→ **WHAT YOU WILL DO**:
From the first line to the last, restate the data exactly, leaving out the images.

→ **DATA SECTION**:
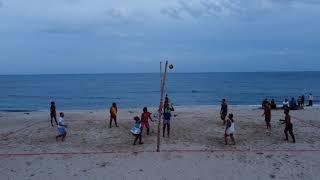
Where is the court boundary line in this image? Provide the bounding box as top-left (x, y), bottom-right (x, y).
top-left (1, 149), bottom-right (320, 157)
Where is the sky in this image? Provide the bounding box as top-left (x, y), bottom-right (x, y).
top-left (0, 0), bottom-right (320, 74)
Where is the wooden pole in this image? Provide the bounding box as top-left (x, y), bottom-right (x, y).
top-left (157, 60), bottom-right (168, 152)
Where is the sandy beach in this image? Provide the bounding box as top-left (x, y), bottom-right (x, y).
top-left (1, 106), bottom-right (320, 180)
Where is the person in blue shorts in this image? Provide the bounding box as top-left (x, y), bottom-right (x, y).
top-left (163, 103), bottom-right (174, 138)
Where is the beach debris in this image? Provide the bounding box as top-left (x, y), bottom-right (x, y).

→ **RESULT FOR THIS EXERCISE**:
Where is the court boundary line in this image? Provide the bounding box as top-left (x, y), bottom-right (x, y).
top-left (1, 149), bottom-right (320, 157)
Where is the sky in this image? Provide the bounding box as top-left (x, y), bottom-right (x, y).
top-left (0, 0), bottom-right (320, 74)
Where is the wooden pole in this image? Provide the bounding box as top-left (x, y), bottom-right (x, y).
top-left (157, 60), bottom-right (168, 152)
Where is the sandy beach in this image? Provide the bounding box as top-left (x, y), bottom-right (x, y).
top-left (1, 106), bottom-right (320, 180)
Where is the person in blue shorts in this image? Provide the bounding box as top-left (x, y), bottom-right (x, y).
top-left (163, 103), bottom-right (174, 138)
Where is the beach debris in this image? Provide the bounding box as top-left (x, y), bottom-right (x, y).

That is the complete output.